# [Excerpted text]
Segment Open

The point being that Anthony is a rare breed in the NBA. He’s even an exceptional passer!
Chauncey Billups couldn’t shake Derek Fisher—1-8 FG—but he got the ball to the places it needed to go to—8 AST, 1 TO.
Arron Afflalo hit his open jumpers—4-4 FG, 8 PTS.
Nene showed off explosive spin moves in the pivot and sank two of his three jumpers, while Kenyon Martin bricked the majority of his awkward drives and line-drive jumpers. Each made nifty interior passes whether on the move or feeding cutters.
J.R. Smith showed off his electric talents to their full extent—7-16 FG, 4-10 3FG, 20 PTS.
Chris Andersen worked hard on the offensive glass with six offensive rebounds among his 11 total.
Ty Lawson showed warp-speed quickness, an accurate jump shot, good vision, and extreme athleticism when he capped off the game with a poster dunk late in the fourth.

Segment Closed

# [Task details]
Could you reproduce the passage of the basketball recap between "Nene showed off" and "his 11 total.", inclusive, word for word?

# [Record set]

Segment Open

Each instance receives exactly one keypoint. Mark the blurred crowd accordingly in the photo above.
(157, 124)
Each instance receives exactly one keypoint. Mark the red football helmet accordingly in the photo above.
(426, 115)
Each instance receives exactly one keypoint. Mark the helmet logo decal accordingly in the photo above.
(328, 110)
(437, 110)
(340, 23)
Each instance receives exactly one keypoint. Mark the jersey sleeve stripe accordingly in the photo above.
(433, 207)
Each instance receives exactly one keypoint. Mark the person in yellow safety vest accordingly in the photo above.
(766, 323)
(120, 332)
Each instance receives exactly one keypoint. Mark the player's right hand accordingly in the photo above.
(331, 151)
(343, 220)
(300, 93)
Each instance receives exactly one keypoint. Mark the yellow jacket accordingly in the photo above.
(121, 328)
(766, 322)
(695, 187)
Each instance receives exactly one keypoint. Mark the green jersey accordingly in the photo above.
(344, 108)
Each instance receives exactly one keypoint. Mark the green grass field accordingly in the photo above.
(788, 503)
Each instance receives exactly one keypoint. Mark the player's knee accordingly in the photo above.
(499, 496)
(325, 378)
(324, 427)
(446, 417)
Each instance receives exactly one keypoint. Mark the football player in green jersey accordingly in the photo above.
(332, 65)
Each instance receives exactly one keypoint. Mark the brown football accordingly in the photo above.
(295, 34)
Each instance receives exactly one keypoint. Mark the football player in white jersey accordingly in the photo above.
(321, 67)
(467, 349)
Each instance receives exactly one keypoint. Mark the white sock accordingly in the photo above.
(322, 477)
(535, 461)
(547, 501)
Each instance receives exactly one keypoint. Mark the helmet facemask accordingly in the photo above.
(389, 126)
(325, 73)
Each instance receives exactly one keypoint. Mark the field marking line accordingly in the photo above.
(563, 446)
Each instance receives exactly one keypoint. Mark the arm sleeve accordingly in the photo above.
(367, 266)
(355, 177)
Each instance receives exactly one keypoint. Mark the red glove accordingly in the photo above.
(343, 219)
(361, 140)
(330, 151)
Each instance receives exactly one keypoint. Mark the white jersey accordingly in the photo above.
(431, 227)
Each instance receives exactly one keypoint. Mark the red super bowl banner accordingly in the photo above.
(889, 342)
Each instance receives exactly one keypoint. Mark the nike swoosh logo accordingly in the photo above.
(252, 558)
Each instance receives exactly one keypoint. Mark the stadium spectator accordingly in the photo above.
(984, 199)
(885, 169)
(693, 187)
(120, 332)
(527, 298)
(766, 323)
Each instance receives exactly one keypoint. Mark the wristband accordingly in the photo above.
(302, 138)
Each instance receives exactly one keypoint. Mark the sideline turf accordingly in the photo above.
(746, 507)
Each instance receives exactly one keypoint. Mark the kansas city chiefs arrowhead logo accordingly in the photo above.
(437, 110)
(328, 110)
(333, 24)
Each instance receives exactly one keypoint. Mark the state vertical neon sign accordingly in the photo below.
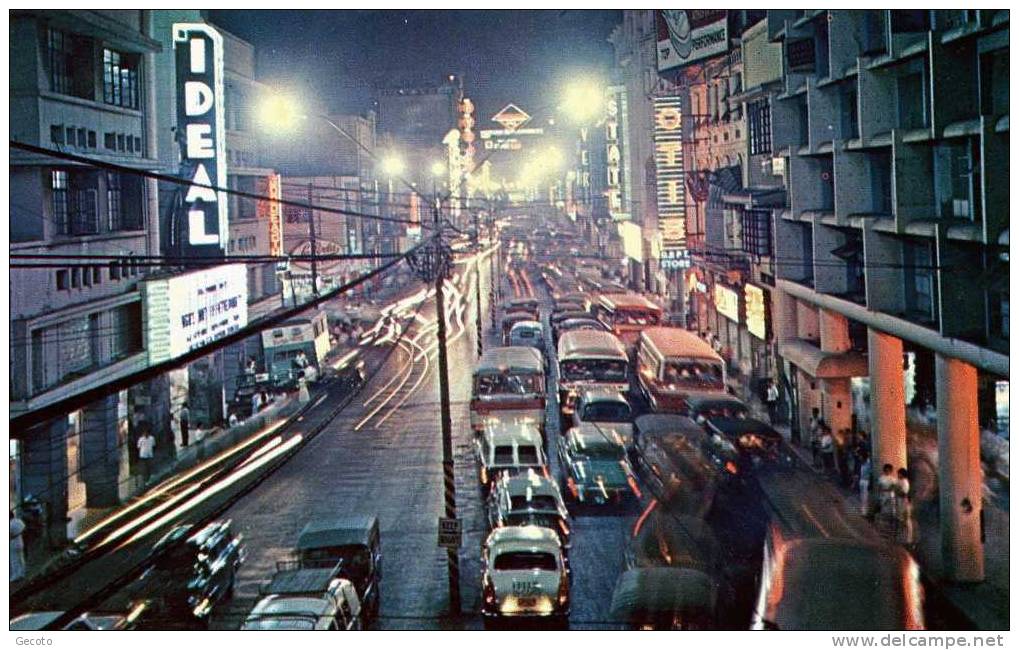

Segment Closed

# [Exercise output]
Nene showed off explosive spin moves in the pivot and sank two of his three jumpers, while Kenyon Martin bricked the majority of his awkward drives and line-drive jumpers. Each made nifty interior passes whether on the move or feeding cutters.
J.R. Smith showed off his electric talents to their full extent—7-16 FG, 4-10 3FG, 20 PTS.
Chris Andersen worked hard on the offensive glass with six offensive rebounds among his 11 total.